* _Complete the following_
**A.** Sum up the passage on mandalas below in two sentences.
**B.** Answer these questions from the passage on mandalas below:
(i) What does the Sanskrit word "mandala" mean?
(ii) Which two cultures had circular sacred stone calendars?
(iii) What did Carl Jung call the process of internal harmonization?
**C.** Using the passage on mandalas below, say whether each statement agrees with it:
(i) The use of circle imagery for worship is limited to eastern traditions.
(ii) Carl Jung made the drawing of mandalas part of his therapy practice.
(iii) The Celtic Cross is named as a Christian symbol that is reminiscent of mandalas.

I’ve always been drawn to mandala designs, both as an artist and as one who appreciates beauty, history, and the depth of meaning behind symbols. A mandala is a grouping of symbols and geometric patterns often arranged in a circular design. Mandala is a Sanskrit word for circle, and it’s often associated with various spiritual traditions and belief systems of south and east asia. Hindus, Buddhists, Jains, and other groups have utilized mandalas as sacred symbols to map the cosmos, depict a pantheon of deities and forces, or provide a visual aid to achieve meditative or trance states. 

The use of circle imagery for worship, meditation, communing with deities or spirits, and achieving transcendent states of consciousness, is not limited to eastern traditions. Both the Aztec and Mayan cultures had circular sacred stone calendars that played a central role in ritual and the mapping of astronomical cycles. The Rosy Cross, the Celtic Cross, the Rosary, and the Halo, are also examples of Christian symbols that are reminiscent of mandalas. There are countless more examples of mandalas and sacred circles used in various cultures around the globe. The mandala has served to symbolize a link between the temporal world and the world of the infinite, helping us make sense of our place in the universe. 

Mandalas can be seen as a symbol of our search to restore a sense of wholeness. Carl Jung saw the link between mandala symbols and the need to find psychic balance and harmony. This process of internal harmonization, he called individuation, involves the conscious integration of unconscious 'psychic content', leading to a more complex and fulfilled sense of being. His recognition of the importance of mandalas, and their relation to our individual growth, led him to incorporate the drawing of mandalas as a part of his therapy practice.

Referring expression pointing data:
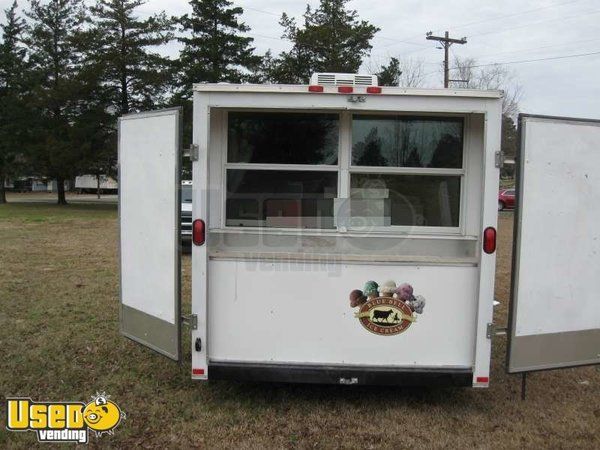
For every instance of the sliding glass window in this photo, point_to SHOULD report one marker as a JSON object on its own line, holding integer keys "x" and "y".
{"x": 282, "y": 169}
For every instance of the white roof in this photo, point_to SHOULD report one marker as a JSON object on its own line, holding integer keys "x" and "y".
{"x": 303, "y": 89}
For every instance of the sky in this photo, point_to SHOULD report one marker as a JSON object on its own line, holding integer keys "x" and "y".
{"x": 514, "y": 32}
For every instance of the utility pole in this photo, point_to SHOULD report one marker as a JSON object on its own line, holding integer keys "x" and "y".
{"x": 446, "y": 42}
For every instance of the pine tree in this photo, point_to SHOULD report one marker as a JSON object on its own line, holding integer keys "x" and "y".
{"x": 55, "y": 44}
{"x": 137, "y": 77}
{"x": 214, "y": 49}
{"x": 12, "y": 90}
{"x": 332, "y": 39}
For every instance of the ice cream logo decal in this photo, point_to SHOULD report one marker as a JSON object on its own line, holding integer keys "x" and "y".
{"x": 386, "y": 310}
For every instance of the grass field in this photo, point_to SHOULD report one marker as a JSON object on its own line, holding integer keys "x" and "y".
{"x": 59, "y": 340}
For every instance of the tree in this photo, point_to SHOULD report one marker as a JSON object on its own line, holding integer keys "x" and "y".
{"x": 406, "y": 72}
{"x": 136, "y": 76}
{"x": 13, "y": 68}
{"x": 332, "y": 39}
{"x": 55, "y": 43}
{"x": 213, "y": 48}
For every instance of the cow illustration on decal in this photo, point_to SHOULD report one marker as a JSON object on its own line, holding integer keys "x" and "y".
{"x": 386, "y": 310}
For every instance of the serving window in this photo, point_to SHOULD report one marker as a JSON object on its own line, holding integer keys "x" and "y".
{"x": 366, "y": 172}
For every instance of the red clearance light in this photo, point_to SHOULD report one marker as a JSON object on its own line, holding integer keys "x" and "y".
{"x": 198, "y": 232}
{"x": 489, "y": 240}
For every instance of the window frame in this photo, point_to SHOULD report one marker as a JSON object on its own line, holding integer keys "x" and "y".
{"x": 226, "y": 165}
{"x": 425, "y": 171}
{"x": 344, "y": 169}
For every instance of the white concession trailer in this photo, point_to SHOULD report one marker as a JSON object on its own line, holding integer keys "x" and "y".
{"x": 345, "y": 233}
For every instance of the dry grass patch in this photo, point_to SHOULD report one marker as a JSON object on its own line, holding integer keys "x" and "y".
{"x": 59, "y": 339}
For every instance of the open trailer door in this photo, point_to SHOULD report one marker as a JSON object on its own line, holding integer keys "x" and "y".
{"x": 149, "y": 209}
{"x": 555, "y": 297}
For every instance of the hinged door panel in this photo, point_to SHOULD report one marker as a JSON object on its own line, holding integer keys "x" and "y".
{"x": 555, "y": 307}
{"x": 149, "y": 210}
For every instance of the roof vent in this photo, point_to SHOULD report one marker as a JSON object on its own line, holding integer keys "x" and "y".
{"x": 343, "y": 79}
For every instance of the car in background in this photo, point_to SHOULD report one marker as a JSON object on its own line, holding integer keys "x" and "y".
{"x": 506, "y": 199}
{"x": 186, "y": 213}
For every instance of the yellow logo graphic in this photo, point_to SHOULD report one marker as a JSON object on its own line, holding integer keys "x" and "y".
{"x": 64, "y": 421}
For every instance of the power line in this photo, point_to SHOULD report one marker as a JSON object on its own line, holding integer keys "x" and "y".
{"x": 464, "y": 25}
{"x": 535, "y": 49}
{"x": 586, "y": 14}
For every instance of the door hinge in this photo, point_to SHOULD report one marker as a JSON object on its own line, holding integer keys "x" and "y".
{"x": 193, "y": 152}
{"x": 499, "y": 159}
{"x": 490, "y": 331}
{"x": 191, "y": 321}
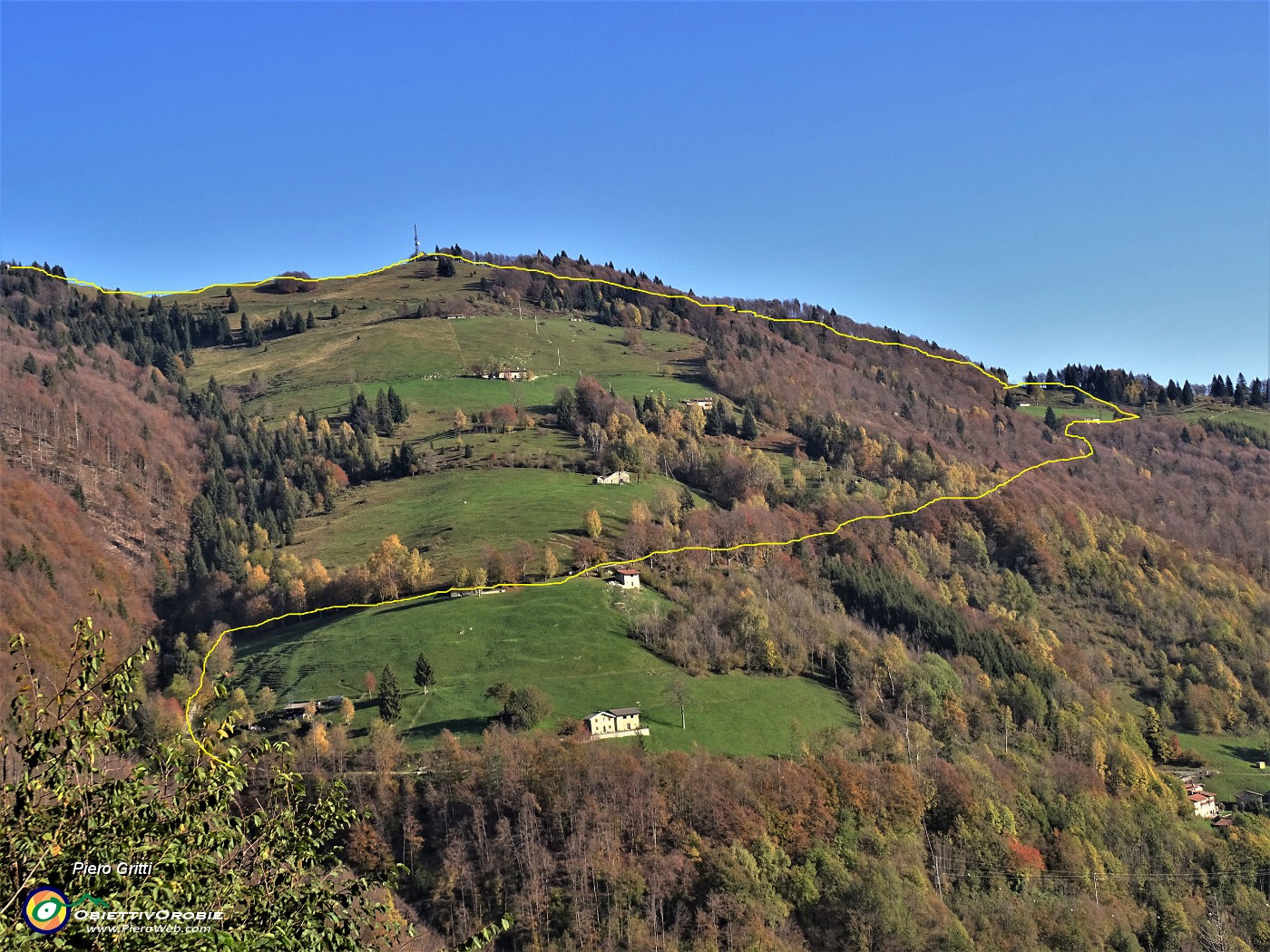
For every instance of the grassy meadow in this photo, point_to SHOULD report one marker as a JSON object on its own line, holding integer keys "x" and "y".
{"x": 1236, "y": 757}
{"x": 428, "y": 361}
{"x": 569, "y": 640}
{"x": 456, "y": 513}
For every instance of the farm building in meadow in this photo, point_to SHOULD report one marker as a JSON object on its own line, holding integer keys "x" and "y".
{"x": 615, "y": 723}
{"x": 298, "y": 711}
{"x": 628, "y": 578}
{"x": 1203, "y": 802}
{"x": 1250, "y": 800}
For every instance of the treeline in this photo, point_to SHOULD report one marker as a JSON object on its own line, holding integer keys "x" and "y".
{"x": 865, "y": 841}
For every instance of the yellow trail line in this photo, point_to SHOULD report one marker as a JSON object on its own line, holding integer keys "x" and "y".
{"x": 1121, "y": 416}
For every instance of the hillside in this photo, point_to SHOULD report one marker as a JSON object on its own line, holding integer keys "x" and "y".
{"x": 91, "y": 507}
{"x": 973, "y": 704}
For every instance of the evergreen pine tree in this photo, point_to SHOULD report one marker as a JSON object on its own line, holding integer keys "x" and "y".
{"x": 383, "y": 414}
{"x": 396, "y": 406}
{"x": 1155, "y": 735}
{"x": 390, "y": 695}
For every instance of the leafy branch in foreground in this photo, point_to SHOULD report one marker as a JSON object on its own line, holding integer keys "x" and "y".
{"x": 245, "y": 838}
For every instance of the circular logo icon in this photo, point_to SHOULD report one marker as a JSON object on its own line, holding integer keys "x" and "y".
{"x": 46, "y": 910}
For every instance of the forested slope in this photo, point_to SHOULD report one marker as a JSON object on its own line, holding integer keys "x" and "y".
{"x": 1018, "y": 662}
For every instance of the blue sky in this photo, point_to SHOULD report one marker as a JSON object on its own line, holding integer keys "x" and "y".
{"x": 1031, "y": 183}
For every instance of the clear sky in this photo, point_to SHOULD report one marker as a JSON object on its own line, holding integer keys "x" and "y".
{"x": 1029, "y": 183}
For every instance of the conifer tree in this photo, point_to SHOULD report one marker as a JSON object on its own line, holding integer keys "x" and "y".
{"x": 390, "y": 695}
{"x": 423, "y": 673}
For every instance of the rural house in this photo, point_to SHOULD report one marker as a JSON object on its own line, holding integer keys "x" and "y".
{"x": 298, "y": 711}
{"x": 1204, "y": 803}
{"x": 628, "y": 578}
{"x": 616, "y": 723}
{"x": 1250, "y": 800}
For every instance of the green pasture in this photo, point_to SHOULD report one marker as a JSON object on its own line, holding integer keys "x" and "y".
{"x": 1236, "y": 757}
{"x": 569, "y": 640}
{"x": 429, "y": 361}
{"x": 456, "y": 513}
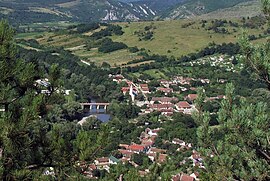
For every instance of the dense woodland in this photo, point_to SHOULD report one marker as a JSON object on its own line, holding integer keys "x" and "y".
{"x": 40, "y": 131}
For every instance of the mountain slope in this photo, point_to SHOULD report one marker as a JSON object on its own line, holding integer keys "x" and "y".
{"x": 193, "y": 8}
{"x": 245, "y": 9}
{"x": 76, "y": 10}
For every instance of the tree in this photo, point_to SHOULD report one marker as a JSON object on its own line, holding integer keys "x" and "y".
{"x": 257, "y": 57}
{"x": 21, "y": 108}
{"x": 240, "y": 144}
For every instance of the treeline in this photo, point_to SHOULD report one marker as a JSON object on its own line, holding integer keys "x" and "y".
{"x": 109, "y": 31}
{"x": 83, "y": 28}
{"x": 162, "y": 60}
{"x": 108, "y": 46}
{"x": 83, "y": 79}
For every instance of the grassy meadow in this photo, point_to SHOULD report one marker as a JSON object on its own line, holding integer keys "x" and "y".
{"x": 172, "y": 38}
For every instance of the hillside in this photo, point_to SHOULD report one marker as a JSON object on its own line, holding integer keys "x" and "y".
{"x": 77, "y": 10}
{"x": 31, "y": 11}
{"x": 245, "y": 9}
{"x": 172, "y": 38}
{"x": 194, "y": 8}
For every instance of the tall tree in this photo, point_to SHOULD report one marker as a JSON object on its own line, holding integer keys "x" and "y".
{"x": 239, "y": 146}
{"x": 20, "y": 107}
{"x": 257, "y": 57}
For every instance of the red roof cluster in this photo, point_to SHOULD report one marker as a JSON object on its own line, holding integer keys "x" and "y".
{"x": 183, "y": 105}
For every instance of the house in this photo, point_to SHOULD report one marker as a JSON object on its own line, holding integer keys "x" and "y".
{"x": 136, "y": 148}
{"x": 162, "y": 158}
{"x": 118, "y": 78}
{"x": 144, "y": 88}
{"x": 156, "y": 150}
{"x": 191, "y": 97}
{"x": 185, "y": 177}
{"x": 124, "y": 146}
{"x": 102, "y": 163}
{"x": 159, "y": 107}
{"x": 165, "y": 90}
{"x": 113, "y": 160}
{"x": 177, "y": 141}
{"x": 164, "y": 100}
{"x": 127, "y": 89}
{"x": 147, "y": 143}
{"x": 167, "y": 112}
{"x": 126, "y": 153}
{"x": 151, "y": 132}
{"x": 182, "y": 177}
{"x": 183, "y": 106}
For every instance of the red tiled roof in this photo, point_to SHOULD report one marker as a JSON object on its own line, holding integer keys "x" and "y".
{"x": 103, "y": 159}
{"x": 165, "y": 89}
{"x": 136, "y": 147}
{"x": 143, "y": 85}
{"x": 186, "y": 178}
{"x": 161, "y": 106}
{"x": 126, "y": 152}
{"x": 124, "y": 146}
{"x": 162, "y": 158}
{"x": 192, "y": 97}
{"x": 92, "y": 166}
{"x": 183, "y": 104}
{"x": 176, "y": 177}
{"x": 157, "y": 150}
{"x": 145, "y": 89}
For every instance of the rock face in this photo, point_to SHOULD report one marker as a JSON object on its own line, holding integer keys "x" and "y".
{"x": 28, "y": 11}
{"x": 194, "y": 8}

* _Responses_
**A.** A mandala is a circular grouping of symbols and geometric patterns, and Hindus, Buddhists, Jains, and others have used it as a sacred symbol, while circle imagery also appears in traditions beyond the east, such as Aztec and Mayan stone calendars and Christian symbols. Carl Jung linked mandalas to the search for psychic balance and wholeness, and he made drawing them part of his therapy practice.

**B.**
(i) Circle.
(ii) The Aztec and Mayan cultures.
(iii) Individuation.

**C.**
(i) No: "is not limited to eastern traditions."
(ii) Yes: "led him to incorporate the drawing of mandalas as a part of his therapy practice."
(iii) Yes: "The Rosy Cross, the Celtic Cross, the Rosary, and the Halo, are also examples of Christian symbols that are reminiscent of mandalas."